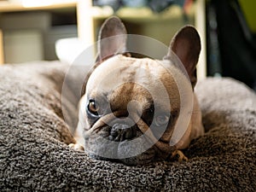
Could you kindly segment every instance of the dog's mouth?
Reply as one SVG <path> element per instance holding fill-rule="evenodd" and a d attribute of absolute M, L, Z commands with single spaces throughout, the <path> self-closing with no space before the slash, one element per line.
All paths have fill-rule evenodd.
<path fill-rule="evenodd" d="M 85 131 L 84 148 L 90 157 L 135 166 L 165 160 L 174 150 L 168 143 L 163 148 L 143 119 L 113 119 L 102 118 Z"/>

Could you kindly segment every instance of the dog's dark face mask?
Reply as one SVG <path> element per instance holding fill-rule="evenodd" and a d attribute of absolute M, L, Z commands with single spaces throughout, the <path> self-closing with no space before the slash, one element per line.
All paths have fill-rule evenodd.
<path fill-rule="evenodd" d="M 184 67 L 192 87 L 196 82 L 192 65 L 197 62 L 200 41 L 195 50 L 183 46 L 192 42 L 185 33 L 193 39 L 199 38 L 195 31 L 184 28 L 171 45 L 180 60 L 189 64 Z M 93 158 L 127 165 L 166 160 L 176 149 L 169 143 L 180 112 L 178 88 L 162 61 L 119 54 L 125 51 L 125 34 L 124 25 L 115 17 L 108 20 L 100 31 L 97 63 L 80 103 L 84 149 Z M 110 38 L 104 40 L 107 38 Z M 180 44 L 185 52 L 180 50 Z M 170 53 L 166 61 L 172 63 Z M 171 64 L 170 68 L 180 73 Z"/>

● Exercise brief
Reproduce every line of the listing above verbatim, but omit the pictures from your answer.

● Answer to the task
Could you kindly segment every instance of the dog's mouth?
Reply as one SVG <path> element per instance holding fill-rule="evenodd" and a d attribute of absolute M, L, Z commands with single spaces throughout, the <path> self-closing with no space before the slash, one element per line.
All paths have fill-rule evenodd.
<path fill-rule="evenodd" d="M 85 131 L 84 148 L 90 157 L 135 166 L 165 160 L 174 150 L 168 143 L 163 148 L 143 119 L 113 119 L 102 118 Z"/>

Could you kindly segment every instance of the dog's dark face mask?
Reply as one SVG <path> element per instance holding fill-rule="evenodd" and a d attribute of absolute M, L, Z commands with single spaces throughout, the <path> self-closing with no space before the slash, one element per line.
All paths have fill-rule evenodd.
<path fill-rule="evenodd" d="M 184 67 L 192 87 L 196 82 L 192 65 L 197 62 L 200 41 L 195 50 L 183 46 L 192 42 L 185 33 L 193 39 L 199 38 L 195 31 L 184 28 L 171 45 L 180 60 L 189 64 Z M 93 158 L 127 165 L 166 160 L 176 149 L 169 143 L 180 112 L 178 88 L 162 61 L 119 54 L 125 51 L 125 34 L 124 25 L 115 17 L 108 20 L 100 31 L 97 63 L 80 103 L 84 149 Z M 110 38 L 104 40 L 107 38 Z M 180 44 L 185 52 L 180 50 Z M 170 53 L 166 61 L 172 63 Z M 171 64 L 170 68 L 180 73 Z"/>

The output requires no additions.